Futarchy
TLDR: Utopia sets policy and elects governors via conditional prediction markets on aggregated values.
Prerequisites: Opinions, (Recommended: Scott Alexander’s Prediction Market FAQ)
Many forms of Government have been tried, and will be tried in this world of sin and woe. No one pretends that democracy is perfect or all-wise. Indeed it has been said that democracy is the worst form of Government except for all those other forms that have been tried from time to time; but there is the broad feeling in our country that the people should rule, and that public opinion expressed by all constitutional means, should shape, guide, and control the actions of Ministers who are their servants and not their masters.
- Winston Churchill, 1947
I am not a fan of democracy. Churchill spoke of a feeling that people should rule, and that public opinion should shape the actions of public servants. This is a better principle of governance than the tyranny of the few, I will grant, but it’s hardly Utopian. People are, by and large, uninformed fools. A government managed by the people is thus one driven by popularity and bias, rather than truth and principle.
It’s easy to find cases of democratic government making predictably bad choices, and not just in aphorisms like “Democracy is two wolves and a lamb voting on what to have for lunch.”
Democratic governments have repeatedly voted dictators into power, including Adolf Hitler (Germany), Vladimir Putin (Russia), Hugo Chávez (Venezuela), Recep Erdoğan (Turkey), Viktor Orbán (Hungary), Alberto Fujimori (Peru), and arguably Lee Kuan Yew (Singapore). Had he been more successful at concentrating power and overturning the 2020 election, Donald Trump would also have made that list. These authoritarian strongmen gain power through charisma, networking, and playing up their commitment to populism (conservative or progressive) then use that power to strangle the free press, constitutional rights, and other institutions that stand in the way of their autocracy.
The role of the media in the democratic process has often been emphasized as a key safeguard against tyranny. If the people know what their leaders are doing, they’ll vote against corruption, and choose leaders that demonstrate wisdom and good judgment. Or at least, so the story goes. In practice people demonstrate confirmation bias, listening to sources that support their preferred team or candidate, and systematically discount evidence of corruption when it’d be inconvenient to address. To satisfy partisans, the press produces emotionally-engaging opinion pieces meant to grab attention, rather than inform. Knowing this, politicians cater to the superficial — speaking in soundbites and slogans that can be clipped and shared by the media instead of emphasizing sound policies that might be too nuanced to be discussed meaningfully in a TV program or short Youtube video.

+++

> [To-do list]:
1. List the leaders that the futarchy essay says democratic governments voted into power, along with the country given for each.
2. Answer these questions from the futarchy essay:
(a) What year is attached to the Churchill quotation?
(b) According to the TLDR, what does Utopia use to set policy and elect governors?
(c) What do politicians speak in when catering to the superficial?
3. Pick up the futarchy essay after its last sentence and continue it.

Image region outline records:
+++

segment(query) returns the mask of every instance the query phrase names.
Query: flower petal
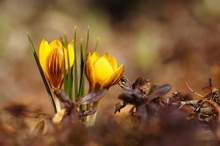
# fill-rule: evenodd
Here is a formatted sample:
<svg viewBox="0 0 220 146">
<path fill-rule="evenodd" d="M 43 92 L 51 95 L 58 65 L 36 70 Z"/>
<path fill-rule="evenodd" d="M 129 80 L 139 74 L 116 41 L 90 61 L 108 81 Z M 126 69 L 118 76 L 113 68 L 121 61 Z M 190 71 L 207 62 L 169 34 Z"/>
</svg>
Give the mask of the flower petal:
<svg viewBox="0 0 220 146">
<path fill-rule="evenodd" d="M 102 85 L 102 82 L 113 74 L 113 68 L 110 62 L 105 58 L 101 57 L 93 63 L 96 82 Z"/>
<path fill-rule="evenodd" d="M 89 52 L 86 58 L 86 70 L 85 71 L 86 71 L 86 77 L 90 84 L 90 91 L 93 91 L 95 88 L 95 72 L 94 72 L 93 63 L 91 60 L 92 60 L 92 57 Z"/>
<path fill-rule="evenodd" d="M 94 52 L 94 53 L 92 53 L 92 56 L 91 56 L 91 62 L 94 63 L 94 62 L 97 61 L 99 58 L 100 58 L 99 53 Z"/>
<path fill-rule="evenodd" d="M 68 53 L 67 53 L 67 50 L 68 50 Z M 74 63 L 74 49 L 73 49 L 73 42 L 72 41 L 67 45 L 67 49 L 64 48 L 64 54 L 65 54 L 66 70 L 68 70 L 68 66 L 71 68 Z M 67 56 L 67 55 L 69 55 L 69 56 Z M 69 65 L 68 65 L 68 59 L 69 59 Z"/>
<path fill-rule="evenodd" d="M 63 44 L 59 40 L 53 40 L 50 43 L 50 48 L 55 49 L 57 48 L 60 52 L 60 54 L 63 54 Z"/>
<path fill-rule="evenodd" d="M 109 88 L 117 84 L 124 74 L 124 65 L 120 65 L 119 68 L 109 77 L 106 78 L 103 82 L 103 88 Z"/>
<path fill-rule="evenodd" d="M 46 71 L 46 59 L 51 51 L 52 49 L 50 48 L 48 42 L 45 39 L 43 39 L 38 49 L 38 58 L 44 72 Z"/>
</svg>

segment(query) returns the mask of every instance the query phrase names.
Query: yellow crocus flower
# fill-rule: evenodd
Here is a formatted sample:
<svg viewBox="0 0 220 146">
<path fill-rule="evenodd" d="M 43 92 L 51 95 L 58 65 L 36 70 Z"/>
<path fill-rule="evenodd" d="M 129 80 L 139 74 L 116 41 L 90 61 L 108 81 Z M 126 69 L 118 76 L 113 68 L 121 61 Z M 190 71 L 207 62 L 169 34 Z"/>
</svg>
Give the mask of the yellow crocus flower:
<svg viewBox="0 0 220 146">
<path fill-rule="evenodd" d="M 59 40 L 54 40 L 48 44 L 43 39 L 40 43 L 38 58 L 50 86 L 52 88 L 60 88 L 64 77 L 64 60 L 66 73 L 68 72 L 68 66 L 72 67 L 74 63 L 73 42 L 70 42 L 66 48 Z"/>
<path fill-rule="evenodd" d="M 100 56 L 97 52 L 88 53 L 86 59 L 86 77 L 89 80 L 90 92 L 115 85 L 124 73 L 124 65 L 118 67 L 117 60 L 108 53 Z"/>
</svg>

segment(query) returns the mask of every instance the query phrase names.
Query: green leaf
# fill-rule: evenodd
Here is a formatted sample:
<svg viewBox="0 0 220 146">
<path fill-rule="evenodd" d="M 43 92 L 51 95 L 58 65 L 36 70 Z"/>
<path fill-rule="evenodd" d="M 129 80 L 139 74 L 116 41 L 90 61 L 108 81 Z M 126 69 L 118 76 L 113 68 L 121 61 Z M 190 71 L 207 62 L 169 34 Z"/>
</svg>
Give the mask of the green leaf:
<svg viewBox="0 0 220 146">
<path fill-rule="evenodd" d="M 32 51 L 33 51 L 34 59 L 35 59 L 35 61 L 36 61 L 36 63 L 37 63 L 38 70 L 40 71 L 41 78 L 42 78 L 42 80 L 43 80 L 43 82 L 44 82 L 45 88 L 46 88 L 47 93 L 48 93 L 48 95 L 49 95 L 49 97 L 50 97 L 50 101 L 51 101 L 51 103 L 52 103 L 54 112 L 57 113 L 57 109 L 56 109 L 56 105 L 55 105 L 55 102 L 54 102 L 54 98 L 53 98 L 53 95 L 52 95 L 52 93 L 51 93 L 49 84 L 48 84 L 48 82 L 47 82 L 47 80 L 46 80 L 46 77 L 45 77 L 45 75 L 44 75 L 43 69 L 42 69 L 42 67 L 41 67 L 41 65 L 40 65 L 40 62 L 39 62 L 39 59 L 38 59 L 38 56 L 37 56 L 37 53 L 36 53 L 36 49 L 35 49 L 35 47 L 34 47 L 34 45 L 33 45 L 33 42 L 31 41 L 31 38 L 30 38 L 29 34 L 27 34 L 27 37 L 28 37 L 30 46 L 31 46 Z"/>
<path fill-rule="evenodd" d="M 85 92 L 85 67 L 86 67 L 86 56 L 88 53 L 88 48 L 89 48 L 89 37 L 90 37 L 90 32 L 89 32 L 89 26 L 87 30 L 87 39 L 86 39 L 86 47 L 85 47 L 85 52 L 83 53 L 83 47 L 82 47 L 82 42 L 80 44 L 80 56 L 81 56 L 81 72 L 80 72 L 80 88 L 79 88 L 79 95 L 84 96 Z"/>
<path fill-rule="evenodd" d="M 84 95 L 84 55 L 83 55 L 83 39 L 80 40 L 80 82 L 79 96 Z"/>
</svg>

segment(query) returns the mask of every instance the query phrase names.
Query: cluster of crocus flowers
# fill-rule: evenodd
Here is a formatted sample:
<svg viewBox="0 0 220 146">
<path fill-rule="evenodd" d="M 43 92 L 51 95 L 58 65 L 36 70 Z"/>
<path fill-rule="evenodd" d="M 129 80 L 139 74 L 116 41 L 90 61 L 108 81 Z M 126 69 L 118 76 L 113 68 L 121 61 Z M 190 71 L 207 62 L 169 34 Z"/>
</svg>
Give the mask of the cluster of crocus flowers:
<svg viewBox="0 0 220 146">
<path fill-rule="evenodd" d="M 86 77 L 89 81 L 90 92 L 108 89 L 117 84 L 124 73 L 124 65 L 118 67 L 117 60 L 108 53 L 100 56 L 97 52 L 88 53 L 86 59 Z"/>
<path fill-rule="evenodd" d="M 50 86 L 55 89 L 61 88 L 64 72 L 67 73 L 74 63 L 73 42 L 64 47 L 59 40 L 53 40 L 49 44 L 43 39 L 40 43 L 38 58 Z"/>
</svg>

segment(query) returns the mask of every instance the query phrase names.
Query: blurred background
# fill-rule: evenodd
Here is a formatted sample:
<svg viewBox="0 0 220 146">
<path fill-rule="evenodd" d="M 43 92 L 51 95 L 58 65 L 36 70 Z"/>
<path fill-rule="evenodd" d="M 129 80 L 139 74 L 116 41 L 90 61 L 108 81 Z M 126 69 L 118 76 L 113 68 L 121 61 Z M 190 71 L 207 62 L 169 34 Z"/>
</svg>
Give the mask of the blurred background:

+++

> [The replies]:
1.
Adolf Hitler (Germany)
Vladimir Putin (Russia)
Hugo Chávez (Venezuela)
Recep Erdoğan (Turkey)
Viktor Orbán (Hungary)
Alberto Fujimori (Peru)
Lee Kuan Yew (Singapore)

2.
(a) 1947
(b) Conditional prediction markets on aggregated values
(c) Soundbites and slogans

3.
As I see it, while independent media is a necessary component of a healthy democracy, most of the resilience of good governments today comes from strong institutions such as courts of law, and entrenched bureaucrats and officials that transition invisibly from one administration to the next. If a would-be dictator attempts a coup in a healthy country, they are rebuffed by soldiers, police, judges, accountants, and clerks that are invested in the status-quo. In a way, this resilience is an anti-democratic phenomenon! The checks-and-balances in the US government, for instance, make it difficult for even a sizable majority of citizens to make dramatic changes at a reasonable speed. This is why times of war and emergency are so critical — the normally sclerotic bureaucracy can speed up out of a sense of obvious need, only to deliver power into the hands of tyrants.

Doubling Down with Direct Democracy
Perhaps the solution to good governance is to do away with rulers all-together. Who needs ministers, governors, presidents, senators, or administrators? Let the people decide on policy! With no specific person at the helm, there’s nobody who can seize power or otherwise corrupt the government against the people.
This is the idea behind direct democracy, a system that has been tried in small governments such as ancient Athens, the Crow Nation of Montana, and the town meetings in Vermont. Many other governments, such as Switzerland and many US states use semi-direct systems, where a representative government is supplemented with popular referenda that are given to the general populace to vote on directly. (Some other countries like the UK have popular referenda that are non-binding, and are used to help the government decide what actions to take.)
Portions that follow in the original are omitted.